== Extracted text ==

UMass Emeritus Professor Chisato Kitagawa passed away on January 14, 2022. He was 89 years old. Kitagawa-sensei (as we knew him) was born in Tokyo on July 29, 1932. He was the nephew of Joseph Kitagawa, a pillar of Japanese studies and one of the founders of religious studies in the US.
After attending Rikkyo University in Tokyo Japan, Kitagawa-sensei emigrated to the United States in 1958 and earned a Master’s in Linguistics from the University of Michigan in 1961. In 1972, Kitagawa-sensei completed his doctorate in Linguistics from the University of Michigan. He embarked on a career in teaching and scholarship, first at the University of Massachusetts Amherst, where he helped to establish programs in Japanese and Asian Studies, and later at the University of Arizona, where he taught from 1976-1989. He returned to Amherst and completed his teaching career at UMass before retiring in 2002. He published widely on Japanese linguistics, including on the case marker ‘no’ with Claudia Ross, on zero pronoun, co-editing a book on auxiliary verbs for learners of Japanese, and on head-internal relative clauses. His newest work on head-internal relative clauses will appear in Glossa posthumously. In addition to his publications about linguistics, Chisato co-authored a book with wife Mary on seikatsu tsuzurikata (life experience writing) a progressive grassroots writing education movement in Japan that had not been previously introduced to the rest of the world.
Right before the pandemic started, Kitagawa-sensei participated in a roundtable celebrating the 50th Anniversary of Asian Languages at UMass. Long after retiring, he still maintained a keen interest in currents of Japanese studies, and often came to lectures, asking probing questions. Friends and students remember him as an avid sci-fi fan and wonderful storyteller with a quirky sense of humor.
Kitgawa-sensei is survived by siblings Yukiko Ito, Makiko Kitagawa and Kimiko Kitagawa in Japan, his wife Mary (Messinger) Kitagawa, daughter Kristen (Cameron) Caughlan, Jeffrey (Cristina McCabe) Kitagawa, son-in-law Cameron Caughlan, and grandchildren Connor (Danielle Titus) Caughlan, Yuji Caughlan, Elisa Caughlan and Jocelyn Caughlan. The family encourages those who are so inclined to remember him through a donation to their favorite charity.

===

Rewrite the obituary of Chisato Kitagawa starting at "UMass Emeritus Professor" and ending at "studies in the US.", renaming "Kitagawa-sensei" as "Professor Kitagawa" each time it appears.

== Information shown ==

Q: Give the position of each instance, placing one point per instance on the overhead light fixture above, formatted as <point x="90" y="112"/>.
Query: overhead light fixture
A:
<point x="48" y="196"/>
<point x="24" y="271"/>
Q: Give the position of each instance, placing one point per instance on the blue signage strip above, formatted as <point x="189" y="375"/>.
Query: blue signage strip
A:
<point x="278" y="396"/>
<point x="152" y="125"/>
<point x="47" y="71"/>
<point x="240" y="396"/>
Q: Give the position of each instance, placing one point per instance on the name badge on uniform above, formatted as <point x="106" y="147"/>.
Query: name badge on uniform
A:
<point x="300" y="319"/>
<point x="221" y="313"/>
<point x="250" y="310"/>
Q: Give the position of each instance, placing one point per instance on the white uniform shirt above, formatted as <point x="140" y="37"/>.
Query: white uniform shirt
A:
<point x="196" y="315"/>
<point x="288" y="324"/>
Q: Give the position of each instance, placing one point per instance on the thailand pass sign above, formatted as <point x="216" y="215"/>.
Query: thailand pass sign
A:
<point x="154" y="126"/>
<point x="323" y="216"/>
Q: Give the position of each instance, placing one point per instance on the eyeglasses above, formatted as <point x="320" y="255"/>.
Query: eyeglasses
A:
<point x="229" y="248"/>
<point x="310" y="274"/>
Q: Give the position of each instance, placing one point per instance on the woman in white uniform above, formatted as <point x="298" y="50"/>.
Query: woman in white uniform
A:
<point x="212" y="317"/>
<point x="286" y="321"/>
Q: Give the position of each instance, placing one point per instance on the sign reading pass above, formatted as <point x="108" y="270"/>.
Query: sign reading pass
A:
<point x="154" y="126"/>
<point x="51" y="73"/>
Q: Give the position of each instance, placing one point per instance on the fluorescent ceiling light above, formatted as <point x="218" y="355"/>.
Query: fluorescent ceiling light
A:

===

* Result of the exercise:
UMass Emeritus Professor Chisato Kitagawa passed away on January 14, 2022. He was 89 years old. Professor Kitagawa (as we knew him) was born in Tokyo on July 29, 1932. He was the nephew of Joseph Kitagawa, a pillar of Japanese studies and one of the founders of religious studies in the US.